## Labeled-object pointing entries:
--------------------------------------------------

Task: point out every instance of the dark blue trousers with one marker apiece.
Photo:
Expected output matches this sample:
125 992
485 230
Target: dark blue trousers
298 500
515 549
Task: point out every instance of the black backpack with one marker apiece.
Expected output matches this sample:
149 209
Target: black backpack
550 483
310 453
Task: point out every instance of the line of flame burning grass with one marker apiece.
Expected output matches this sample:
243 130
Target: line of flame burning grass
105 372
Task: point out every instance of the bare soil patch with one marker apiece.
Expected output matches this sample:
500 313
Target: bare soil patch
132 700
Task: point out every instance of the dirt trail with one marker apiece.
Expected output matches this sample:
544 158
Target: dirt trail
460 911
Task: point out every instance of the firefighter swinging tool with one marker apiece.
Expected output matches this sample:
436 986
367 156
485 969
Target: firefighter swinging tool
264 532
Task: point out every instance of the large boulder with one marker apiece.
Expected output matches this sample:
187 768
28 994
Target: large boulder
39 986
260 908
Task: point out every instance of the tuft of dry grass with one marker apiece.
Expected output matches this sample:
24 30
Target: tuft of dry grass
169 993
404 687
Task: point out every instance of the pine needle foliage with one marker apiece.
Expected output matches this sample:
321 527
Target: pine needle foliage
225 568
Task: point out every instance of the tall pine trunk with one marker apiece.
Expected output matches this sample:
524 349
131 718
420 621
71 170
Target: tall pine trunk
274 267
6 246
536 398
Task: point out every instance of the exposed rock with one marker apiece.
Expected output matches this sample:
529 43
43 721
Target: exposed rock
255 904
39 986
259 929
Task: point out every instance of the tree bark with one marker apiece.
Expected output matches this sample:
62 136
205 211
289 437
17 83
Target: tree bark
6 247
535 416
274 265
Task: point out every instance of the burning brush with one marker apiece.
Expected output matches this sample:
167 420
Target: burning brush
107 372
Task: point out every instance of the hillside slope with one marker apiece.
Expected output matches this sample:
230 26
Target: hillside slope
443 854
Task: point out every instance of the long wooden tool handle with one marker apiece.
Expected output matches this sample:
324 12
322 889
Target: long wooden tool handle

--------------------------------------------------

## TASK PROMPT:
Every record should be given again exactly.

## RESULT:
Task: point out every instance of the dark blue trousers with one marker apiece.
Photo:
Expected output matches this sample:
125 992
485 230
Target: dark blue trousers
298 500
515 549
Task: point out every instance of the black backpack with one marker apiece.
Expected output matches this sample:
149 209
Target: black backpack
550 483
310 453
Task: point out every instance of the line of flame burning grass with one marker apiece.
Expected output matches this sample:
243 130
Target: line of flame burning grass
105 372
Task: point out every instance of the bare soil patch with one marker apiece.
Expected output matches this sample:
500 313
Target: bare soil patch
132 700
Task: point out every instance of the dirt trail with one marker apiece.
Expected output matches this sample:
544 158
Target: dirt trail
460 911
Task: point out every instance of the firefighter swinging tool with one marker apiece.
Expected output matches this sample:
436 986
367 156
485 969
Target: firefighter swinging tool
264 532
Task: point out every instance of the large boulder with one marker apiece.
Expected output matches this sample:
187 768
28 994
Target: large boulder
39 986
260 908
Task: point out every instance of the tuft of dry grass with one marker apiece.
Expected output matches this sample:
24 30
Target: tuft of dry grass
169 993
404 687
Task: point out every instance of the pine needle foliage with one marker apiece.
Expected output matches this sample:
321 527
Target: pine needle foliage
225 568
Task: point out every instance of the tall pine trunk with one marker apiece.
Expected output matches this sample:
524 349
131 718
420 621
71 170
Target: tall pine trunk
274 267
6 246
536 398
Task: point out every instance of the exposed rock with one marker apiece.
Expected output matches this sample:
529 43
43 721
Target: exposed rock
255 904
39 986
259 929
Task: point out every instance of the tree bark with one marker apiece.
Expected output matches this sample:
62 136
205 211
289 437
17 83
Target: tree bark
6 247
535 416
274 265
Task: point out every instance of the burning brush with one marker apiece.
Expected output matches this sample:
167 420
Target: burning brush
107 372
Task: point out every instance of the hillside slope with one marker apiece.
Expected output matches this sample:
230 26
Target: hillside slope
443 854
Task: point out every instance of the long wooden tool handle with one marker apiece.
Expected output matches this sample:
324 12
322 889
Target: long wooden tool handle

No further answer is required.